◆ Stated task:
Give the number of lines in the material below that contain the word "wispy". Reply with the number only.

───── Provided entries

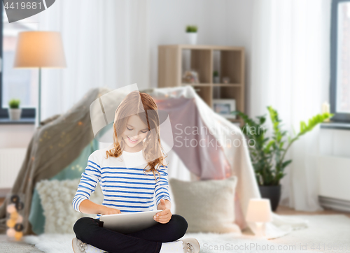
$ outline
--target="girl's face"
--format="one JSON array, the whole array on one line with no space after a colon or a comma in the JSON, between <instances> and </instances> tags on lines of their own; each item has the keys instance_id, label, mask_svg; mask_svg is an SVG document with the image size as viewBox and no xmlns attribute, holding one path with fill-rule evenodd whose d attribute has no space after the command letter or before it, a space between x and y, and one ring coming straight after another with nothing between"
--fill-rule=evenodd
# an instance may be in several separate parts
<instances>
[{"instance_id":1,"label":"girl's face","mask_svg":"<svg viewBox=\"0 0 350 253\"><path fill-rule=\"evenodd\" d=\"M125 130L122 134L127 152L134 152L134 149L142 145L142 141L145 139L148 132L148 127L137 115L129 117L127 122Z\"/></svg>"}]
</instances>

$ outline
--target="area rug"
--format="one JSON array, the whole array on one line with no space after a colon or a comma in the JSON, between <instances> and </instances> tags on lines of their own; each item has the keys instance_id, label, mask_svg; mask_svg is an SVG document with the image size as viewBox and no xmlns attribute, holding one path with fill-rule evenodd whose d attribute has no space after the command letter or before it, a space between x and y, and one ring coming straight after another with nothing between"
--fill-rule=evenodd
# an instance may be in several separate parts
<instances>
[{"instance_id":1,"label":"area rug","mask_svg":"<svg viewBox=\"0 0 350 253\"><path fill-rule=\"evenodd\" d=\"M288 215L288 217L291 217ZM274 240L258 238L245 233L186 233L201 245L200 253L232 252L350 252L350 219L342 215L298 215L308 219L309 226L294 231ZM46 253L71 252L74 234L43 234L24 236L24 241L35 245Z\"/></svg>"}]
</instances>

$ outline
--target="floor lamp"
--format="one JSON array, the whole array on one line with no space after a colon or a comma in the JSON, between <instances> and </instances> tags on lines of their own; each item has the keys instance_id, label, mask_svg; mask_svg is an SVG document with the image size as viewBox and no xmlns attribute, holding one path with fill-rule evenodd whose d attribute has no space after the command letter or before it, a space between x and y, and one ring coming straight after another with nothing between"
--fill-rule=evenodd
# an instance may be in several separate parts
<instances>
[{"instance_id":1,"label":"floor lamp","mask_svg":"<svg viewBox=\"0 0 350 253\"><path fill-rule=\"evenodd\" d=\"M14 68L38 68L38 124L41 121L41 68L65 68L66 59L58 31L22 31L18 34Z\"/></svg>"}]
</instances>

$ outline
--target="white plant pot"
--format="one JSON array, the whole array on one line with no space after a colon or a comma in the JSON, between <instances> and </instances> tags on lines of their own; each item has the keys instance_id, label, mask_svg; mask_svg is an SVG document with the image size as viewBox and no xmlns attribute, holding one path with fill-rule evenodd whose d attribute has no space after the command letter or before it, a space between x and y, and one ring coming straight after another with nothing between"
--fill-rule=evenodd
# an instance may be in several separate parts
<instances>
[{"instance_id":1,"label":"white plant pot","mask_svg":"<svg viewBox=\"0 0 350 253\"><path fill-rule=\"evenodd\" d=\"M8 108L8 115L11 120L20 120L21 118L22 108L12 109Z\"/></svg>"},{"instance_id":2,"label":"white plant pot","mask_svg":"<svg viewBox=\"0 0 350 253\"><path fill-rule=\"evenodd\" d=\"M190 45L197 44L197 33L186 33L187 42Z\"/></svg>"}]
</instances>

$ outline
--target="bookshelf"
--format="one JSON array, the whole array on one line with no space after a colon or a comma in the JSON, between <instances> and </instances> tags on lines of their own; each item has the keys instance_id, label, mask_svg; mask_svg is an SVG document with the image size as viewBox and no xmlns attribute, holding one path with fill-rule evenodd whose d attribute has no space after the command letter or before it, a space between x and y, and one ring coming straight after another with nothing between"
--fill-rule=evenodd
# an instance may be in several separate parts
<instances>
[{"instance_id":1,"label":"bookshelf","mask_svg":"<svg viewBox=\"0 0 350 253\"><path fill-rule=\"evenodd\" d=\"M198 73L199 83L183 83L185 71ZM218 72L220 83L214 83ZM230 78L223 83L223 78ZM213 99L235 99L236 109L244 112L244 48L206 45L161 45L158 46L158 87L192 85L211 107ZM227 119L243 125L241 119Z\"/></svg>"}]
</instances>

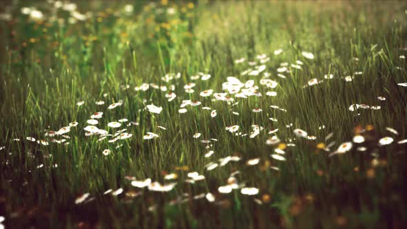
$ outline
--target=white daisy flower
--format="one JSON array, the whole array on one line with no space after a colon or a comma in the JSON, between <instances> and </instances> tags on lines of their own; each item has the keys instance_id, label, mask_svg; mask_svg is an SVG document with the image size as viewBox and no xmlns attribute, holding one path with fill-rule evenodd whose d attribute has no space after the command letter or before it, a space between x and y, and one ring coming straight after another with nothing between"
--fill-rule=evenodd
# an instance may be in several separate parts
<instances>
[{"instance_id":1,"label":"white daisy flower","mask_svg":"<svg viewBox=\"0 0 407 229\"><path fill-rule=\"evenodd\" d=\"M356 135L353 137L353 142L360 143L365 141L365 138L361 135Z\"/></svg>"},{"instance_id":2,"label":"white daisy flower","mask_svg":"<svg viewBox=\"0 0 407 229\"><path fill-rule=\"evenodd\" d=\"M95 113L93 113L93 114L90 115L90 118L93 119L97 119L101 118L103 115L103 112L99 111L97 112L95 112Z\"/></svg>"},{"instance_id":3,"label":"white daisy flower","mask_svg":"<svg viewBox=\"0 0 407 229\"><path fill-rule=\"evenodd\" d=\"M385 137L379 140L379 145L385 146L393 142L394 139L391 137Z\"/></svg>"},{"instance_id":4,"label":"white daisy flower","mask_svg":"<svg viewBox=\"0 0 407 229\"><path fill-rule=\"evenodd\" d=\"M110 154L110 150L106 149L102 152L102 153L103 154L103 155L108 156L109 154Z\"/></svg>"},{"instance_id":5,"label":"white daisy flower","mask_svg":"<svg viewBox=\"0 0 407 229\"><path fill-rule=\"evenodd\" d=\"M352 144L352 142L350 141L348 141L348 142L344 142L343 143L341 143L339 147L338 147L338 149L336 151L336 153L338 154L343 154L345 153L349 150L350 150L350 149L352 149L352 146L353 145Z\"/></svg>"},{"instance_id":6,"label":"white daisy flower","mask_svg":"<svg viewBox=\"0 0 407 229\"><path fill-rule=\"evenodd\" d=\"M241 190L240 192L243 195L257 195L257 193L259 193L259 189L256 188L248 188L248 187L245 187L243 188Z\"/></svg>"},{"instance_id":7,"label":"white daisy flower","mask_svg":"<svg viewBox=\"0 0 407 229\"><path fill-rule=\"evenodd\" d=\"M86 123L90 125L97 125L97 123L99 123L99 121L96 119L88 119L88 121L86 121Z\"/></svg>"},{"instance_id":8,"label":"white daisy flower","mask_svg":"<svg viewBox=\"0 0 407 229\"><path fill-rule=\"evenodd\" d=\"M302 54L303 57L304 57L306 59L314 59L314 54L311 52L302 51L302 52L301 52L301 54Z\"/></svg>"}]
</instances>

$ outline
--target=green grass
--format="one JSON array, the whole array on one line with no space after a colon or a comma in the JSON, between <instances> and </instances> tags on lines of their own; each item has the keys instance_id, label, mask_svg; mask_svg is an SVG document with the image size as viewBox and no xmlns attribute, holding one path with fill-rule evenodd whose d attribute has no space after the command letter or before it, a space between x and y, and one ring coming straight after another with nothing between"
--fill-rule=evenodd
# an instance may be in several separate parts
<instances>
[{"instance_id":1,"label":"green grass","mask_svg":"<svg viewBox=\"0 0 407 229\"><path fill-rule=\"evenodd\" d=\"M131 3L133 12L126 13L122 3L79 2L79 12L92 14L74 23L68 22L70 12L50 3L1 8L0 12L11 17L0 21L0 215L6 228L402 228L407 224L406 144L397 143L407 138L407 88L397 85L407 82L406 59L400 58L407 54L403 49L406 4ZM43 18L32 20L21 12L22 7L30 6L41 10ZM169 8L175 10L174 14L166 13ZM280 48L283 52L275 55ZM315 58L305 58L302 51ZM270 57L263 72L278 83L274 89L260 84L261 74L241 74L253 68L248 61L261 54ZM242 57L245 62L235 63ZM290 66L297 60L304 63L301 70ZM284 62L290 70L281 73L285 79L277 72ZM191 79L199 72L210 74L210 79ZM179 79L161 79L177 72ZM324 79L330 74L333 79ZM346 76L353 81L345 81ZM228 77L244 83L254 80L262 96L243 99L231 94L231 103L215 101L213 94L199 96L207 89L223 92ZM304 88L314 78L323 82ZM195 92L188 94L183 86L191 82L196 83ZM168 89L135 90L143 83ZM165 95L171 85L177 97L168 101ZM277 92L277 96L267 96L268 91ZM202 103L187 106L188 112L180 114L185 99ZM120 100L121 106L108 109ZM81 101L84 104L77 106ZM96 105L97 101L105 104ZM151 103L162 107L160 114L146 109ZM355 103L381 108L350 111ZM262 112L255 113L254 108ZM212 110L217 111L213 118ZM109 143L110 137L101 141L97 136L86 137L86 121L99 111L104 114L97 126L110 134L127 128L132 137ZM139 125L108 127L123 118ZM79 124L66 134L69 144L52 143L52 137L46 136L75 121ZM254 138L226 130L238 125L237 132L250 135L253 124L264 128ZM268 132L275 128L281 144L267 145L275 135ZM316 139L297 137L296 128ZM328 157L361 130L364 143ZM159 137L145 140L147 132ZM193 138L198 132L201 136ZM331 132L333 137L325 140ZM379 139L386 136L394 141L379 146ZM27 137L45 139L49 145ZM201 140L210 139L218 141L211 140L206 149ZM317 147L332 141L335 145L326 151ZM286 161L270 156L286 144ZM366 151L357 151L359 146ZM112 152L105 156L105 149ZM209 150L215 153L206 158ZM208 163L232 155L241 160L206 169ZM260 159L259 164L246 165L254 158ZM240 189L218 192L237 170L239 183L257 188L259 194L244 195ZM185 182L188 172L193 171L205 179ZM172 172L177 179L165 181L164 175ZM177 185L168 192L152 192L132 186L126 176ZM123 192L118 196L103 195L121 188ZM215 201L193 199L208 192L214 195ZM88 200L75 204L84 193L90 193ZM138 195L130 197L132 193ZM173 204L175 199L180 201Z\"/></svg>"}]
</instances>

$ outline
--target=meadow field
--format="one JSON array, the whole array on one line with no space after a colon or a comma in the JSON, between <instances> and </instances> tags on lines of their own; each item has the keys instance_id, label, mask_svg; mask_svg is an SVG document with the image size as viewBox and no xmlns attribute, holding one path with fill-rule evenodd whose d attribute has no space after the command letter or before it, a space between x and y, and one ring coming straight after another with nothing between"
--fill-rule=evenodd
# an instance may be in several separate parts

──────────
───── Provided entries

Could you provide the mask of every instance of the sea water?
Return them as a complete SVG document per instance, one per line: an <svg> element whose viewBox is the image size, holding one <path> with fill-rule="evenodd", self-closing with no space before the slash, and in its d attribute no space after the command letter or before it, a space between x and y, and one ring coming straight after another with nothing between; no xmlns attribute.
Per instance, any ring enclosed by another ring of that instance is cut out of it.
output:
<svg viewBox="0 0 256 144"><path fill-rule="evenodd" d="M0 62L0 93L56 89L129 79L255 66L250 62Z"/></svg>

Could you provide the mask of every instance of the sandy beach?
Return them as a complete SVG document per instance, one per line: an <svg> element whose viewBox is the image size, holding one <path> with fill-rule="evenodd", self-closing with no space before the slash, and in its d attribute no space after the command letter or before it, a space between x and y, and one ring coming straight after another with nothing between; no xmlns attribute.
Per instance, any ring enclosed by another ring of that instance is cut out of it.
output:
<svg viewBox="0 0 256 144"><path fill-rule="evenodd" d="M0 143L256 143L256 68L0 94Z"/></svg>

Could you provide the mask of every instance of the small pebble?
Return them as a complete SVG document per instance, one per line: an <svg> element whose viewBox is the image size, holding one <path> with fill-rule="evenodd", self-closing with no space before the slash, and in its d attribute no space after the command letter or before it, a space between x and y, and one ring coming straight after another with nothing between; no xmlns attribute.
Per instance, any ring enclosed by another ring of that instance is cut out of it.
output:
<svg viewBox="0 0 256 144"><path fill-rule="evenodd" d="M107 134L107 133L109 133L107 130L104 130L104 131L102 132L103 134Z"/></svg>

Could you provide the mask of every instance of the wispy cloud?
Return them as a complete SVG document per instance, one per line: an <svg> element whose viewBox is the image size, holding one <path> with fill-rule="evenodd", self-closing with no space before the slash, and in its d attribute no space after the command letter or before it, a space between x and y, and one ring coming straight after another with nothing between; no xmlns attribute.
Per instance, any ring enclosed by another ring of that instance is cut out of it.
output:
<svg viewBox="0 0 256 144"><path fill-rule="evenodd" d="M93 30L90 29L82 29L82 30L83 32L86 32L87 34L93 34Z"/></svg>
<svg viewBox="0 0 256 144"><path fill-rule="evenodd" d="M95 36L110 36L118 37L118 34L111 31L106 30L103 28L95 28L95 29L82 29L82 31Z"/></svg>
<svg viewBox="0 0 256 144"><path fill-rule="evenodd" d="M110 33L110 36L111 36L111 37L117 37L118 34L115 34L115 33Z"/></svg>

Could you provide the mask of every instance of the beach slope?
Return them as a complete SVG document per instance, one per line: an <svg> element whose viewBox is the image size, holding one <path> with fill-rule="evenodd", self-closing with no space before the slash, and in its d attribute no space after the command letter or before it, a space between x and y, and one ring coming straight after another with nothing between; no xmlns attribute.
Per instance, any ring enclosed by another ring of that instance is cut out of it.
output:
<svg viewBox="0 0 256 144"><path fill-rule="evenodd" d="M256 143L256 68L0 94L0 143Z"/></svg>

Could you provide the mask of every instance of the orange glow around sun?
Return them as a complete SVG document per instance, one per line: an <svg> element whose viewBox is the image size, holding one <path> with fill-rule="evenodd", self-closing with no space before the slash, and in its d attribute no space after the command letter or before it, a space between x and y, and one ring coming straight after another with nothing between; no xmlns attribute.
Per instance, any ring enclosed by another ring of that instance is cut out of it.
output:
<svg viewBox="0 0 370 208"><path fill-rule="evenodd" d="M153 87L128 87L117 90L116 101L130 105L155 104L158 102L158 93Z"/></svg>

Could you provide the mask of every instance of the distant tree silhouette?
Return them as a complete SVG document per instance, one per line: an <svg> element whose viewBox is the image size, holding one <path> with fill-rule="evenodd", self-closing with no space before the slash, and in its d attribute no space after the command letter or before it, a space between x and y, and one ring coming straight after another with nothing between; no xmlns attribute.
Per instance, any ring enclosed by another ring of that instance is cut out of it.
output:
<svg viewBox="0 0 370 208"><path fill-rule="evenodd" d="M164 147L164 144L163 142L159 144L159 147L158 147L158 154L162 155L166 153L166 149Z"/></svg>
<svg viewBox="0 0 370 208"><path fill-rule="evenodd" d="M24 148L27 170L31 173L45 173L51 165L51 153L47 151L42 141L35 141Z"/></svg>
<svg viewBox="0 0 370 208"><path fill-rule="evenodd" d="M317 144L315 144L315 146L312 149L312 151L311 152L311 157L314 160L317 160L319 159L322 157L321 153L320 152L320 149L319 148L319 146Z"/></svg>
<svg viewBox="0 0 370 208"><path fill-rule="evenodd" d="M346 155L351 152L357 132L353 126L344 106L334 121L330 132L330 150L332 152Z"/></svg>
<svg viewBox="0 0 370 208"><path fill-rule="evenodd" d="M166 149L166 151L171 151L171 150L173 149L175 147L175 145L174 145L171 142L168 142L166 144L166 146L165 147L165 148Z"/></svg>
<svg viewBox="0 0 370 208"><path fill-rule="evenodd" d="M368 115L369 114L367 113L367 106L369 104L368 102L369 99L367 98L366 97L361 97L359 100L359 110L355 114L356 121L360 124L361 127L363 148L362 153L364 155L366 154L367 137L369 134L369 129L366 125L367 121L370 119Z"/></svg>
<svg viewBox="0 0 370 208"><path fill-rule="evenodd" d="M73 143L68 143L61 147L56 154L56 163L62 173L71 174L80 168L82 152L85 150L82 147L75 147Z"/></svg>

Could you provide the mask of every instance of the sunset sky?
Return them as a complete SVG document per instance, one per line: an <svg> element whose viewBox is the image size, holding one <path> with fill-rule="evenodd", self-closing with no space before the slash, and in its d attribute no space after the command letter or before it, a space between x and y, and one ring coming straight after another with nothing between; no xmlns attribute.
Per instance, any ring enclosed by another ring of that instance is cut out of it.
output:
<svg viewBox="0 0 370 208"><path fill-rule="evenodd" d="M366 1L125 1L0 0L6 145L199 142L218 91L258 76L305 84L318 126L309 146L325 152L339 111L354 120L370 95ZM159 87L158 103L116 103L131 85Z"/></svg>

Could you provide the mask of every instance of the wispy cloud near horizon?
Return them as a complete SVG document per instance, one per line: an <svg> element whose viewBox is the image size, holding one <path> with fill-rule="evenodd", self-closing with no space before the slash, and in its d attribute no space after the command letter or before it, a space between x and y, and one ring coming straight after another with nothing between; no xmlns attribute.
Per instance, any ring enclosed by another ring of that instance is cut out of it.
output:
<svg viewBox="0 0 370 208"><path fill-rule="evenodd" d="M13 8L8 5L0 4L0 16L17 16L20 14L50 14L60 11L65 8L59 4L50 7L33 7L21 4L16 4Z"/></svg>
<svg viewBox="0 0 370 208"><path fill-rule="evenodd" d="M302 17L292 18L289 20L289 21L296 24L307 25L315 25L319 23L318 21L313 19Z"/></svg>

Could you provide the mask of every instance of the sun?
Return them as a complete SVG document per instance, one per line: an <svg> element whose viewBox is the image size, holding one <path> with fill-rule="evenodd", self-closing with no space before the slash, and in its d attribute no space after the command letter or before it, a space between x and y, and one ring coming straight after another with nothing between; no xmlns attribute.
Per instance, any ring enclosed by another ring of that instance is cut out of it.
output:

──────────
───── Provided entries

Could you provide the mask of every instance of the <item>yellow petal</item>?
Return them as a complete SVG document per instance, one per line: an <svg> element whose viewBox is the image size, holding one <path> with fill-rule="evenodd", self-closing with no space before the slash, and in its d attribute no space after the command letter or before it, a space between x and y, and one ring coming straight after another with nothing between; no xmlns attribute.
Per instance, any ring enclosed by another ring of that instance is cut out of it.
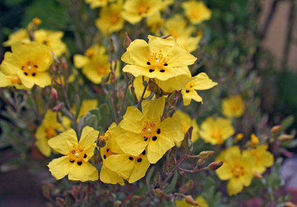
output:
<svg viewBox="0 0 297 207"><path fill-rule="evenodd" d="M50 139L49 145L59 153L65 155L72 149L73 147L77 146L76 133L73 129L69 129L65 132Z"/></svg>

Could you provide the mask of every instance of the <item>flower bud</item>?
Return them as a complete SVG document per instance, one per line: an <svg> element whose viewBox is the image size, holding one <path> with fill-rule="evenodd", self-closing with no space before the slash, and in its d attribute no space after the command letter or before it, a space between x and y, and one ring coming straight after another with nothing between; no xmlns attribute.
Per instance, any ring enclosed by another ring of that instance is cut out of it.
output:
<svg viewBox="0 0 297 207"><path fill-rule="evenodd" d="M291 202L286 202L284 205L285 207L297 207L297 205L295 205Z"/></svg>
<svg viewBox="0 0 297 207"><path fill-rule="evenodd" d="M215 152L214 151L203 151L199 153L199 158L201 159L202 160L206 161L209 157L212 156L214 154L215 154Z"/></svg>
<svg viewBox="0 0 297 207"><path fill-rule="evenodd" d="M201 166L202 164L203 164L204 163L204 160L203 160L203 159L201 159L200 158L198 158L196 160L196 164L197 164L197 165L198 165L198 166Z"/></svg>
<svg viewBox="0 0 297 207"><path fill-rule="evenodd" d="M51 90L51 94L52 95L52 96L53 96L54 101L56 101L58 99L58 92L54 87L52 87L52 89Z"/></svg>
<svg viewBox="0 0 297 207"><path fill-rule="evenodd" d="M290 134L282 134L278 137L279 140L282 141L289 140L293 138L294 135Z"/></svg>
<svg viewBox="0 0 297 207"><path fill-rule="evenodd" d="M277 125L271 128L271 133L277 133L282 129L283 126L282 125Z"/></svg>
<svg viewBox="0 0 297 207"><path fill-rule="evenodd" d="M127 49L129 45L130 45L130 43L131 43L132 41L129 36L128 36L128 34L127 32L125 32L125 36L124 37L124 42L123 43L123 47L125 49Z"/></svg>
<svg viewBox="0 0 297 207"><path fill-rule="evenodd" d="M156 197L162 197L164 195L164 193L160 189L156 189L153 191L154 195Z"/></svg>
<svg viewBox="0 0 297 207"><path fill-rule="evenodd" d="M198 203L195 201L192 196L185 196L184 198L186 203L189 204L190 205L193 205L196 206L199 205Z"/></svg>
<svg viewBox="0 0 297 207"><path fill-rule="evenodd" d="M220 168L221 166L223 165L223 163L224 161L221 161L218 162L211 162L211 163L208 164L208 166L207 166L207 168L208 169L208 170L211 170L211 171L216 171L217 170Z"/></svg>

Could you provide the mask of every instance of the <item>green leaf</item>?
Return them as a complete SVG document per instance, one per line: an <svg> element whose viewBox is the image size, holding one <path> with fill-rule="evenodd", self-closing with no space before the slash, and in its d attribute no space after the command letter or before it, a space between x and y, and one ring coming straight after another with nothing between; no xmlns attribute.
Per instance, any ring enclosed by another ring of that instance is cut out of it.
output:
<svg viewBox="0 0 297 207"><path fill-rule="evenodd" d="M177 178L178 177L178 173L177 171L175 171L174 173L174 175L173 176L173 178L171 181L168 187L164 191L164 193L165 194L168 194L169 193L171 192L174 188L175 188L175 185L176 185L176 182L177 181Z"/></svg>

──────────

◆ The response:
2